● **Referring expression pointing data**
BEGIN

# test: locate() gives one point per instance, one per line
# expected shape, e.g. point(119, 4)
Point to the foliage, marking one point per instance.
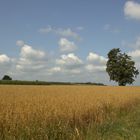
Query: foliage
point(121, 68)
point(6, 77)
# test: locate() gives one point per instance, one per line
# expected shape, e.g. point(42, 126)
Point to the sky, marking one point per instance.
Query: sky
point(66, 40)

END
BEGIN

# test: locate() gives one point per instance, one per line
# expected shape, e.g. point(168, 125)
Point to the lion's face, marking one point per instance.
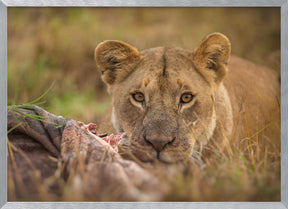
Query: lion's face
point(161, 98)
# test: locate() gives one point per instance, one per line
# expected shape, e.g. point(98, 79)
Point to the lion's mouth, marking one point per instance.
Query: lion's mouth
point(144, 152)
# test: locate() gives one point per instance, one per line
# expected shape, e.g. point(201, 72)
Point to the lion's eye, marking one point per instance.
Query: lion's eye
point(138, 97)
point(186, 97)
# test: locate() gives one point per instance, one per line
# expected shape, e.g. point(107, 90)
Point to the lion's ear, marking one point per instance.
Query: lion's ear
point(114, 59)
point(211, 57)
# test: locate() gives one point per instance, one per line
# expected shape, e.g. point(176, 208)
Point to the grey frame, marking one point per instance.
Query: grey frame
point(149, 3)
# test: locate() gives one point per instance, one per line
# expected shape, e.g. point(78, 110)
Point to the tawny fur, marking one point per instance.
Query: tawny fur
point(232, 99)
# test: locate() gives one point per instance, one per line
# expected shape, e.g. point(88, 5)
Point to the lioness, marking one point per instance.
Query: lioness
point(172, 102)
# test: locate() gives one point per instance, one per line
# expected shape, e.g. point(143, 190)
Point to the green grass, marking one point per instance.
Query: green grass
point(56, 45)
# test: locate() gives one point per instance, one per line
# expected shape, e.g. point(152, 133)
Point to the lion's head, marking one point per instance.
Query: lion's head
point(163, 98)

END
BEGIN

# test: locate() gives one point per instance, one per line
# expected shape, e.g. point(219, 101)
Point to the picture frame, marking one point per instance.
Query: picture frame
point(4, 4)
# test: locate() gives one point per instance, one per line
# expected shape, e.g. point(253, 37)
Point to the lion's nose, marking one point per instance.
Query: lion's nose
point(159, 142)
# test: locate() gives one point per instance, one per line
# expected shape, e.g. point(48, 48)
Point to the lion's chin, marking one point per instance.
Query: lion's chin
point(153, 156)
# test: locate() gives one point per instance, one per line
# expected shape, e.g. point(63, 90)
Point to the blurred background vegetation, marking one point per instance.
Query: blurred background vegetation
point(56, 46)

END

● **WHAT YOU HAVE TO DO**
Given the records above, return exactly the lines starting at the line containing "# expected shape, e.g. point(201, 72)" and ending at the line containing "Point to the lioness, marking", including both.

● **PROBLEM SOLUTION**
# expected shape, e.g. point(201, 72)
Point to the lion's eye, marking one point per instance.
Query: lion's eye
point(138, 97)
point(186, 97)
# test: locate() gives one point per instance, one per line
# expected shape, e.g. point(107, 90)
Point to the lion's ear, marking one point per instance.
Query: lion's ear
point(114, 59)
point(211, 57)
# test: locate() gives one point per instance, one per line
# expected shape, e.g. point(176, 208)
Point to the grey frame, marking one point per instance.
Query: grey frame
point(149, 3)
# test: locate() gives one point per instance, one per line
# expected shape, e.g. point(78, 110)
Point to the tawny fur, marking one point per instance.
Query: tawny fur
point(232, 99)
# test: locate() gives one point per instance, one per line
# expected shape, e.g. point(88, 5)
Point to the lioness, marking one point per instance.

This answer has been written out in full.